■ **Task instructions**:
a) In the light goose hunting excerpt, which consecutive spring conservation season for light geese does this year mark?
b) Print the light goose hunting excerpt from "Even with a" up to and including "wild goose chase.".

■ **Excerpt to read**:
·····
Even with a growing reputation as some of the most difficult birds to hunt, light geese – snows, blues and Ross’ – are pursued by more and more hunters every year.  Armed with the latest in blinds, decoys and e-callers, some might think that hunters have the cards stacked in their favor. Those that chase the giant flocks know their jobs are cut out for them every time they hit the field.  The following tips will help you gain the edge this year when you launch into another spring edition of the wild goose chase.

A Fine Line

This year marks the 12th consecutive spring conservation season for light geese, and South Dakota waterfowl hunter and Avery Pro-staffer Ben Fujan has seen many changes since hunters were first enrolled in an effort to reduce the pressure that light geese put on their fragile summer nesting grounds in the tundra.  However, there is one aspect to the hunting that hasn’t changed much: when it comes time to find snow geese in the spring, it all comes down to food and water.  “In the spring, snow geese are constantly trying to push their way north,” Fujan says. “But when they reach the ice-line or snow-line, their northward momentum is stopped.  Find that line and you’ll find the geese.”  Fujan adds that while snow geese will spend time on the ice, they seldom venture into an area where the food sources are still covered with any snow.  “That snow-line really is a great place to start when searching for snow geese.  Use weather reports to stay on top of the changes in temperature that are necessary to melt ice and clear snow.”
·····
[Point labeling data from photos]
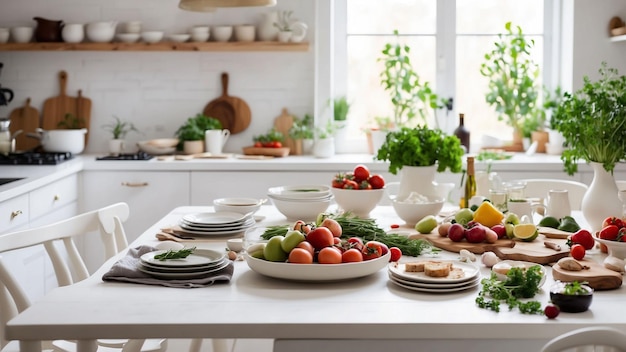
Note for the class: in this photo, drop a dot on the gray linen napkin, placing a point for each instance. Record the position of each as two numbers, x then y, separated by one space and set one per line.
126 270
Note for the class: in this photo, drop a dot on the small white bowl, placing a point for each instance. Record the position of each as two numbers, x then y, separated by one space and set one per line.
238 205
152 36
128 37
179 38
360 202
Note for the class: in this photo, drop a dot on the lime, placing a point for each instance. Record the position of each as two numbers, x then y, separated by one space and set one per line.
549 221
525 232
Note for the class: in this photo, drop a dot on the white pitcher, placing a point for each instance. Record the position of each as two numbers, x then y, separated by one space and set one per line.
215 140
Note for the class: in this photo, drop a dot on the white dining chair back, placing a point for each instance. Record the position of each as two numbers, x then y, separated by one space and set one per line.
58 239
587 337
539 188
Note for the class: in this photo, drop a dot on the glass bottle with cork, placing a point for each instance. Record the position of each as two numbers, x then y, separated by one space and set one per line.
462 133
470 184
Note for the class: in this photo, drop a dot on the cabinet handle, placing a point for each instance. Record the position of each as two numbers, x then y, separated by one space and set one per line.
135 184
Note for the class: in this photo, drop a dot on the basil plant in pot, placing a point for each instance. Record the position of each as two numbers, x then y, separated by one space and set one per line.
593 123
419 153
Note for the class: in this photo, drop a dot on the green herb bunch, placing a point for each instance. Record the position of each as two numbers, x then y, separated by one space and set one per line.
194 128
421 146
593 121
520 283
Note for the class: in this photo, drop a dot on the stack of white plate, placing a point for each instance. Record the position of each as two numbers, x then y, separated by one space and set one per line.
301 202
200 263
217 223
418 281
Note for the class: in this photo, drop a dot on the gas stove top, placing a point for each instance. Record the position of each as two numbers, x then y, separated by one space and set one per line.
34 158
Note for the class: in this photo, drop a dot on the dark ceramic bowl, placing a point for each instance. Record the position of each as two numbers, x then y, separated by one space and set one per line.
571 303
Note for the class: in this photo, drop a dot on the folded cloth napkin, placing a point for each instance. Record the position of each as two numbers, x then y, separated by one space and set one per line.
126 270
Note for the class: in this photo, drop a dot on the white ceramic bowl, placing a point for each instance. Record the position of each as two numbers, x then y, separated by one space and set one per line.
358 201
238 205
179 38
411 213
305 210
128 37
145 146
152 36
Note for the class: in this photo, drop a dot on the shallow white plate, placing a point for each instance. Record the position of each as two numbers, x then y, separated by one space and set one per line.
398 269
315 271
221 218
199 257
435 290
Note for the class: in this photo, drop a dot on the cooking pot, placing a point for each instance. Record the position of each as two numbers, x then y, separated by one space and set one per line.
61 141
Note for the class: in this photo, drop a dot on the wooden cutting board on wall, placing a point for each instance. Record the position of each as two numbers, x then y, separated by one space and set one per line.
26 119
56 108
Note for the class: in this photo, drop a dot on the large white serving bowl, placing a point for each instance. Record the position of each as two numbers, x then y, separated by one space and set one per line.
316 271
359 202
298 209
238 205
412 213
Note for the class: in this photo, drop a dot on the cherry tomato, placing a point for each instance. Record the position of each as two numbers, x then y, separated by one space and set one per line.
396 254
352 255
300 256
577 251
372 250
376 181
329 255
609 232
583 237
361 173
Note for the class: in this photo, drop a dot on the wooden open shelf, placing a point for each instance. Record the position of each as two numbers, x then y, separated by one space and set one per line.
161 46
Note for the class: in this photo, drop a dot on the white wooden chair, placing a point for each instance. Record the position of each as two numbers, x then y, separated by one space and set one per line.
539 188
587 337
69 267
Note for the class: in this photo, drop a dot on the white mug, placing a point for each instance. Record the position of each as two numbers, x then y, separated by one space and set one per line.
215 140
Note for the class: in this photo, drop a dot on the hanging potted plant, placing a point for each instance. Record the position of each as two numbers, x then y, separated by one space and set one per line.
419 153
593 123
513 88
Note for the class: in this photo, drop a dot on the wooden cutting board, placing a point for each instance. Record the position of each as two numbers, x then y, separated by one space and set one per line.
283 124
26 119
598 277
232 112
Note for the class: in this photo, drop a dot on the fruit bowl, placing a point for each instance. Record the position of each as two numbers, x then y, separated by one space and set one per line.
315 271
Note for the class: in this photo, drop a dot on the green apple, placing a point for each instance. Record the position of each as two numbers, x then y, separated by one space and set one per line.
273 250
292 239
463 216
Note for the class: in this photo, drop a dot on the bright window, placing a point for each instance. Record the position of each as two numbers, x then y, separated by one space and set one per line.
448 40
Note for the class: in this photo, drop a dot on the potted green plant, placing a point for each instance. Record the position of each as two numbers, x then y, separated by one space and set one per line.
191 133
512 88
419 153
410 95
592 121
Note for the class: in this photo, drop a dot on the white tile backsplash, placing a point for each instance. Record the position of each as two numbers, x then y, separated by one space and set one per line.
158 91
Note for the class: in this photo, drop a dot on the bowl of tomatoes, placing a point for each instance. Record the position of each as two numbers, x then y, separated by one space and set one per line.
358 191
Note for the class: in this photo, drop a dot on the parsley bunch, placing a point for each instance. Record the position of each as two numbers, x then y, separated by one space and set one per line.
520 283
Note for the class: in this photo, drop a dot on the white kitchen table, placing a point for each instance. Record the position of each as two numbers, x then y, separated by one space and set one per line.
254 306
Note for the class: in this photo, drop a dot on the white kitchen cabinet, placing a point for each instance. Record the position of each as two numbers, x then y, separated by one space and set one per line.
149 194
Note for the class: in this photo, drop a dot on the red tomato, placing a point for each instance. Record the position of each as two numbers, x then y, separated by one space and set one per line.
372 250
355 242
583 237
609 232
329 255
577 251
376 181
396 254
349 184
352 255
300 256
361 173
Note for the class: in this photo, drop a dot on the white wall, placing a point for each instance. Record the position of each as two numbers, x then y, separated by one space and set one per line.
159 90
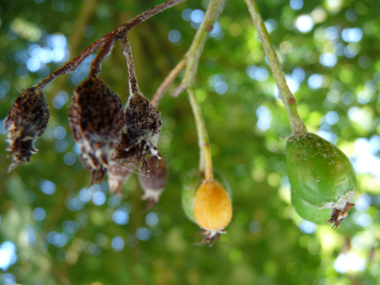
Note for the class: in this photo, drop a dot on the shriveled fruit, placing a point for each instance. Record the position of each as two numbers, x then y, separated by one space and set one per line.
309 212
27 120
321 174
154 184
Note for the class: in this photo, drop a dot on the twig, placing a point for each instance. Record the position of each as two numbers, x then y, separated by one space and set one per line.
286 95
193 54
104 51
205 163
192 58
74 63
168 80
133 86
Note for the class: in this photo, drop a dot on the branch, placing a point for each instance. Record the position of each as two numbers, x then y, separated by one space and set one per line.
133 86
74 63
204 143
193 54
104 51
192 59
285 95
168 80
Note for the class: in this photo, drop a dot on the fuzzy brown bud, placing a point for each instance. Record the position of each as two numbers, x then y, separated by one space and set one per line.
155 182
26 122
96 120
143 123
118 175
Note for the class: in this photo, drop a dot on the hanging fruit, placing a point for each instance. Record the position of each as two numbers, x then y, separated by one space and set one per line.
96 119
26 122
321 174
154 183
309 212
207 204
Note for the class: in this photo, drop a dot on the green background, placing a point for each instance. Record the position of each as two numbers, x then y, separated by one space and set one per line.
266 241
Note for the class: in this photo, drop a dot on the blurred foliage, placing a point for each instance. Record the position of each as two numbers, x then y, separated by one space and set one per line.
65 234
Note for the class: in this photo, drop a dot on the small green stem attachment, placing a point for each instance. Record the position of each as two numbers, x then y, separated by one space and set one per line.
205 163
286 95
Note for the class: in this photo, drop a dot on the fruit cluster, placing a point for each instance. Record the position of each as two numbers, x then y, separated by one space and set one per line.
112 138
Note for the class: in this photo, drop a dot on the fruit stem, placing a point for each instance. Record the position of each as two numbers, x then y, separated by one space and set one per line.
193 54
168 80
72 65
132 80
285 94
205 162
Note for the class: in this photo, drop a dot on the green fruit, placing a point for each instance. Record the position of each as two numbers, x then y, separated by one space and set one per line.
309 212
190 186
321 174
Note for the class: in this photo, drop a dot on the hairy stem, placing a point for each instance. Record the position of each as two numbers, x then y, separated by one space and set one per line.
168 80
104 51
192 58
133 86
286 95
193 54
204 143
74 63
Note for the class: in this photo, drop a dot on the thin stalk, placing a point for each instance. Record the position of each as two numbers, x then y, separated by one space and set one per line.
204 143
133 86
285 94
168 80
104 51
193 54
72 65
192 59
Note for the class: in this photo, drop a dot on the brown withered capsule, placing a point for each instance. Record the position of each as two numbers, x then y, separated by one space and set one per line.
155 182
96 119
118 174
27 120
143 124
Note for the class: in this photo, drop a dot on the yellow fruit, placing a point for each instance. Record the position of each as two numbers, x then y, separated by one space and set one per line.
212 207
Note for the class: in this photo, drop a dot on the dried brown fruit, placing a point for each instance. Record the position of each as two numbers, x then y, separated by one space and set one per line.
26 122
118 175
96 120
154 183
143 123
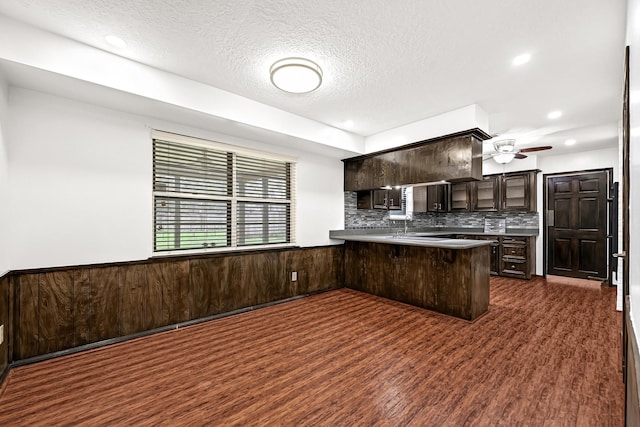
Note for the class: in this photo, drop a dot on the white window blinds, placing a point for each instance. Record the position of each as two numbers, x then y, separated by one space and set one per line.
205 197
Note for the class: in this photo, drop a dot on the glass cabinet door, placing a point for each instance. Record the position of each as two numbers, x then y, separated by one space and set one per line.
486 194
515 195
460 197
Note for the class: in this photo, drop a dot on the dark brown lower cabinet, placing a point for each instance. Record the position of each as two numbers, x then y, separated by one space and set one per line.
518 257
510 256
494 255
449 281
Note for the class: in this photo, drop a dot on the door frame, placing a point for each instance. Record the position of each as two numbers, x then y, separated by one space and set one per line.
545 215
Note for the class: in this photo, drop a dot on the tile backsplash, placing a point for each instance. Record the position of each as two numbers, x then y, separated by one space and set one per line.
355 218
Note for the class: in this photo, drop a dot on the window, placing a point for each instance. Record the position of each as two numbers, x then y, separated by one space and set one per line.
209 195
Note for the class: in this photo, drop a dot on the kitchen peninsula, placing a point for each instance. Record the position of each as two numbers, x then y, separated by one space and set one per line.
450 276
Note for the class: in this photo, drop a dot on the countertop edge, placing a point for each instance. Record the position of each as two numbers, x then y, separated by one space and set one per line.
389 239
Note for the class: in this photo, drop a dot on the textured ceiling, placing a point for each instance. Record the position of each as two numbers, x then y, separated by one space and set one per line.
385 63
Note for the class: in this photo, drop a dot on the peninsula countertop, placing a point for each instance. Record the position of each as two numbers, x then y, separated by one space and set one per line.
428 237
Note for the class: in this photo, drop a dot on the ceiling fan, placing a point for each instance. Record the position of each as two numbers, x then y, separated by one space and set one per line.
505 151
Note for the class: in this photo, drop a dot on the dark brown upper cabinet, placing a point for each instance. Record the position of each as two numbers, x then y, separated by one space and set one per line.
380 199
487 194
511 192
461 197
519 192
456 157
431 198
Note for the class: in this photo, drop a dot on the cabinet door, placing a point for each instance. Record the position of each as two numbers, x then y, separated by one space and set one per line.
460 197
420 199
387 199
494 260
516 258
516 193
437 198
394 199
364 200
486 194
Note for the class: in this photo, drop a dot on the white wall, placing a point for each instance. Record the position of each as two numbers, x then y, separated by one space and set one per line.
81 183
633 258
4 180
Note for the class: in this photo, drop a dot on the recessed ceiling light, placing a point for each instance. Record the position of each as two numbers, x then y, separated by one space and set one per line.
296 75
116 41
521 59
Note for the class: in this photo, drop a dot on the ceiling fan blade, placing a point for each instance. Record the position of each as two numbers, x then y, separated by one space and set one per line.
532 149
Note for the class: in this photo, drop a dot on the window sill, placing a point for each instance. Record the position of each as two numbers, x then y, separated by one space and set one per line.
223 250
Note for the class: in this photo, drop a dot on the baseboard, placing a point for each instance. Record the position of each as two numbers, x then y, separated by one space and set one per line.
632 384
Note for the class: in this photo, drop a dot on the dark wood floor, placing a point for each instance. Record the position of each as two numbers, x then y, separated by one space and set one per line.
545 354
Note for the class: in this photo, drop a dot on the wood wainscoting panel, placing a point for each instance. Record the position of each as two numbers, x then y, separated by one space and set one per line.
82 331
134 300
62 308
27 334
4 320
56 311
105 302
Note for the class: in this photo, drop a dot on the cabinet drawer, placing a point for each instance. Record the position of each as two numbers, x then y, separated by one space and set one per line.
515 240
514 251
513 267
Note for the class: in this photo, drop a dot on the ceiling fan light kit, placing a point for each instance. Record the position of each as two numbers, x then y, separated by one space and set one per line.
505 146
506 151
296 75
504 158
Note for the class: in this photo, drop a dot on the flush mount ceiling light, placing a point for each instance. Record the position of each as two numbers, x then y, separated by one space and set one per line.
296 75
521 59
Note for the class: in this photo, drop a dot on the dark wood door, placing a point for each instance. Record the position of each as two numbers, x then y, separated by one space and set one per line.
577 225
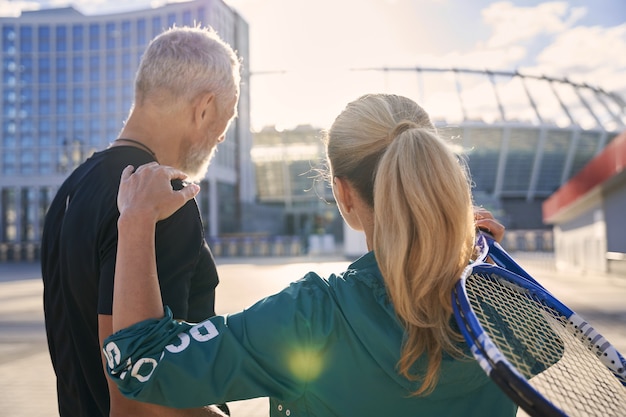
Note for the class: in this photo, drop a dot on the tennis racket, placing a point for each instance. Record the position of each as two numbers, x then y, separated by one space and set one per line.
545 357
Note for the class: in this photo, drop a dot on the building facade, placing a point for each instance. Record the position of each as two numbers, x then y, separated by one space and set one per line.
66 88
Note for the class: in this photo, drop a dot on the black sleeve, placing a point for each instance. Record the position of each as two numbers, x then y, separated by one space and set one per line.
183 273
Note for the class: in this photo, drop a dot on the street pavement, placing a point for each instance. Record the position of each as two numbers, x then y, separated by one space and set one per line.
26 376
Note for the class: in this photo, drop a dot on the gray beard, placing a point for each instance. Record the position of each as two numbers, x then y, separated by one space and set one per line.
196 163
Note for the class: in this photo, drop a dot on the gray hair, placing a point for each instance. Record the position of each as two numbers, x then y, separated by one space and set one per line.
184 62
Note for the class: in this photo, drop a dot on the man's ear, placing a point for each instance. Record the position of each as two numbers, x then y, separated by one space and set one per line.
204 109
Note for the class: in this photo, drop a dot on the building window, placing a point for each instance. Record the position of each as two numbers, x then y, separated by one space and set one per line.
44 38
187 21
77 37
44 70
8 39
157 26
201 14
141 33
9 212
94 100
77 100
171 20
8 162
61 41
126 66
44 101
77 69
126 34
94 37
111 35
26 39
61 68
94 68
61 101
45 161
27 161
27 69
9 141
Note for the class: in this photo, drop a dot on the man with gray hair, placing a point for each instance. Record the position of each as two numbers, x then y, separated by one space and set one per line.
186 94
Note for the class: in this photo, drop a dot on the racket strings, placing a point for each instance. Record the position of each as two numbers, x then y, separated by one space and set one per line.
545 348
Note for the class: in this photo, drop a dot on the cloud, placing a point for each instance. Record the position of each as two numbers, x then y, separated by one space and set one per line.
512 24
595 54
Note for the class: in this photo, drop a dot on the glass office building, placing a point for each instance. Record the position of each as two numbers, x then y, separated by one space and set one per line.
66 89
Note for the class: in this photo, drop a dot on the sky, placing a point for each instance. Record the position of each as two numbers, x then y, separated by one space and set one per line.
304 53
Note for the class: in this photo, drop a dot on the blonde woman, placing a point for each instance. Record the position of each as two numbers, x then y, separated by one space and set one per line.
376 340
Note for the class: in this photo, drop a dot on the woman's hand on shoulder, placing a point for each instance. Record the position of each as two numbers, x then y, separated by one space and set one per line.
486 222
147 192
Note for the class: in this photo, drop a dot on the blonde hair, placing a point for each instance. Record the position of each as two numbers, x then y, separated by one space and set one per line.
388 149
185 62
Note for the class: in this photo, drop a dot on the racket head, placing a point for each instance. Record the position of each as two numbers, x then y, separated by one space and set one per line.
544 356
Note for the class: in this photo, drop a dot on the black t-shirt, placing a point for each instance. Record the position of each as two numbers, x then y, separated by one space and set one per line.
78 262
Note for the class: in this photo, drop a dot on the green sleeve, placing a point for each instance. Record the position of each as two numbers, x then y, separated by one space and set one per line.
265 351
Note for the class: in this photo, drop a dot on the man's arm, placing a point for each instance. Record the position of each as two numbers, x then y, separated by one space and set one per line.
124 407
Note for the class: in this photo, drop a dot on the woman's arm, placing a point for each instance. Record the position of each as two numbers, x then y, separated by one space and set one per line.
145 197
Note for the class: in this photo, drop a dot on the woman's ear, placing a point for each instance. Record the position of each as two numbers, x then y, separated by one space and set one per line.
342 190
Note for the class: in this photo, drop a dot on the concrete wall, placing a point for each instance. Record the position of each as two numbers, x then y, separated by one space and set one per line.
580 244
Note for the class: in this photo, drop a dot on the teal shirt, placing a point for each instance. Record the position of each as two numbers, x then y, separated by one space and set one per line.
320 347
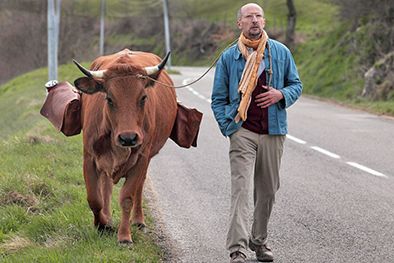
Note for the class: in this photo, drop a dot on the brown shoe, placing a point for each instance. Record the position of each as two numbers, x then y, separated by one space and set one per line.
263 253
237 257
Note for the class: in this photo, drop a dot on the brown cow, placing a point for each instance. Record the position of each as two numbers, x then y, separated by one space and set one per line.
126 120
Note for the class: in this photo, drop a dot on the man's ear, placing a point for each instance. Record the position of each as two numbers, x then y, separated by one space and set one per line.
239 24
89 85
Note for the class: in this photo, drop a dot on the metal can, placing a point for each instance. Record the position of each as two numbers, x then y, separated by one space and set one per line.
50 85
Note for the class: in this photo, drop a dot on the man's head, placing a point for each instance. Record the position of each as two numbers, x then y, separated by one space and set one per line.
251 21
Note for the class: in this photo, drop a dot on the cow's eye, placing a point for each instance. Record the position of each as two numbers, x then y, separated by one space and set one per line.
110 102
143 100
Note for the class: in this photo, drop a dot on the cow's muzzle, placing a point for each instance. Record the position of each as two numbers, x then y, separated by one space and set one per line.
131 140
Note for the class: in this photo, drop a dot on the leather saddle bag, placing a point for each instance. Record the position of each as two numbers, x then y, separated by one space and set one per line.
186 126
62 108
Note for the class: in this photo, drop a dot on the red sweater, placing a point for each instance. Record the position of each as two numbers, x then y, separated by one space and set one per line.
257 118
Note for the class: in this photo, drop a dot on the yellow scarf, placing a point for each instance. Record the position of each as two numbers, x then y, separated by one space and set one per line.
249 75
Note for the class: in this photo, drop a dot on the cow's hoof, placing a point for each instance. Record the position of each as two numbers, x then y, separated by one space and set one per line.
140 227
125 243
106 229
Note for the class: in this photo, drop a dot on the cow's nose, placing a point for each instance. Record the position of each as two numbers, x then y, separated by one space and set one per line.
128 140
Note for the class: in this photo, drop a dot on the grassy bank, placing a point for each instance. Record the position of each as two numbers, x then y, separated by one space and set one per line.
44 215
329 69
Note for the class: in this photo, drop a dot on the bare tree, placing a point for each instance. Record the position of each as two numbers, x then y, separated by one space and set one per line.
291 21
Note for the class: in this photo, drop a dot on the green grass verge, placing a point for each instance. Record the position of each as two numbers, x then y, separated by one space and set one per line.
44 215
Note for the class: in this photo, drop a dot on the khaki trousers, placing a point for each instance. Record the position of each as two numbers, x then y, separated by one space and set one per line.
257 156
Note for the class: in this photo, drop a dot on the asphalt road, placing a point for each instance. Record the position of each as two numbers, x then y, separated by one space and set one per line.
335 204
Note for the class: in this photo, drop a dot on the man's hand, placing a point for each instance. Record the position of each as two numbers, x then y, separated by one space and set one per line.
268 98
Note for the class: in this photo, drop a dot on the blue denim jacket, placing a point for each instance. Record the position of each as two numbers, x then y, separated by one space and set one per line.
226 99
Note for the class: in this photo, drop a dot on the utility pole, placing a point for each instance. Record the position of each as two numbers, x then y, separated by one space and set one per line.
166 32
53 38
102 28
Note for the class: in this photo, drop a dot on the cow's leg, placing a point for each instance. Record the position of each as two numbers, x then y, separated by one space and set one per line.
93 190
106 189
129 196
137 217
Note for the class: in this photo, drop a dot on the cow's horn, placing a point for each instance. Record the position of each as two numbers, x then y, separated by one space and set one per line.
91 74
155 69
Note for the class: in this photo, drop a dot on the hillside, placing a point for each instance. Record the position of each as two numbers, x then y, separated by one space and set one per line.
336 44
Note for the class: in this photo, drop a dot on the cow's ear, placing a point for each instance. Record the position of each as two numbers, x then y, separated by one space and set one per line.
89 85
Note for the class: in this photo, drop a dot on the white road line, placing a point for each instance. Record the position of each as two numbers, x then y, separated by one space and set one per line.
295 139
185 81
333 155
366 169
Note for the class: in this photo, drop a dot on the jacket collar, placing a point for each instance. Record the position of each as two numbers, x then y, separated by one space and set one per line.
238 54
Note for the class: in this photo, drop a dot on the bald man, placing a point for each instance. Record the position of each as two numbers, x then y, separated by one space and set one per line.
249 99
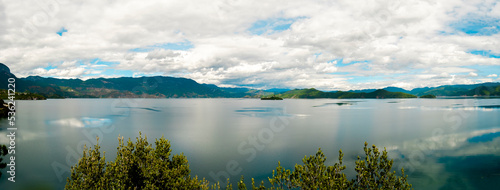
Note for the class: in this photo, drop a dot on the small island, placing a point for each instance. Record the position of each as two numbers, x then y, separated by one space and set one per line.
271 98
430 96
4 109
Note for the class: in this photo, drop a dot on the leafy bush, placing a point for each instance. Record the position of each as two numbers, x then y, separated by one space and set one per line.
140 166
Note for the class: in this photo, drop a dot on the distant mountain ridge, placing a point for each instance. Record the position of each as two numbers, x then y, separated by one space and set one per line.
172 87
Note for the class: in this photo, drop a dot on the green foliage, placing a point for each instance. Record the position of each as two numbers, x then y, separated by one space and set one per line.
313 93
139 165
3 152
428 96
374 172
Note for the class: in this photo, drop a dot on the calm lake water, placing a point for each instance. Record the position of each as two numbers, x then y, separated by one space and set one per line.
441 143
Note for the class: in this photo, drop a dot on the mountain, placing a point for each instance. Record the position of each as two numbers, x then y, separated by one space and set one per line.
172 87
146 87
390 89
313 93
446 90
452 90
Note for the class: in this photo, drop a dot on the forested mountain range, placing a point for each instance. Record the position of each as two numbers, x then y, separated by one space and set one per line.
172 87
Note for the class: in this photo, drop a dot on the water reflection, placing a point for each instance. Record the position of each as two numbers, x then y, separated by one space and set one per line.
262 111
84 122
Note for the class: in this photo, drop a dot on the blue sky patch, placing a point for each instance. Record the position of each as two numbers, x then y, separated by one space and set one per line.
61 31
185 45
484 53
484 70
340 63
476 25
272 25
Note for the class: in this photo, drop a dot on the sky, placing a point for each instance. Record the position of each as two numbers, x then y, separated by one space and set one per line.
323 44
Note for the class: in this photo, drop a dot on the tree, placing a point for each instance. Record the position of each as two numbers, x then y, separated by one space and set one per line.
3 152
137 166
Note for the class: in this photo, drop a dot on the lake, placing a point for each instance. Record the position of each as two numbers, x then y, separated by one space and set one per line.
441 143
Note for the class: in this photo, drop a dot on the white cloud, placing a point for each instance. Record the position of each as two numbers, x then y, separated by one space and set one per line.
472 74
392 41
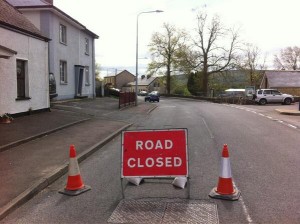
·····
■ **The answers**:
a) The 12th.

b)
Even with a growing reputation as some of the most difficult birds to hunt, light geese – snows, blues and Ross’ – are pursued by more and more hunters every year.  Armed with the latest in blinds, decoys and e-callers, some might think that hunters have the cards stacked in their favor. Those that chase the giant flocks know their jobs are cut out for them every time they hit the field.  The following tips will help you gain the edge this year when you launch into another spring edition of the wild goose chase.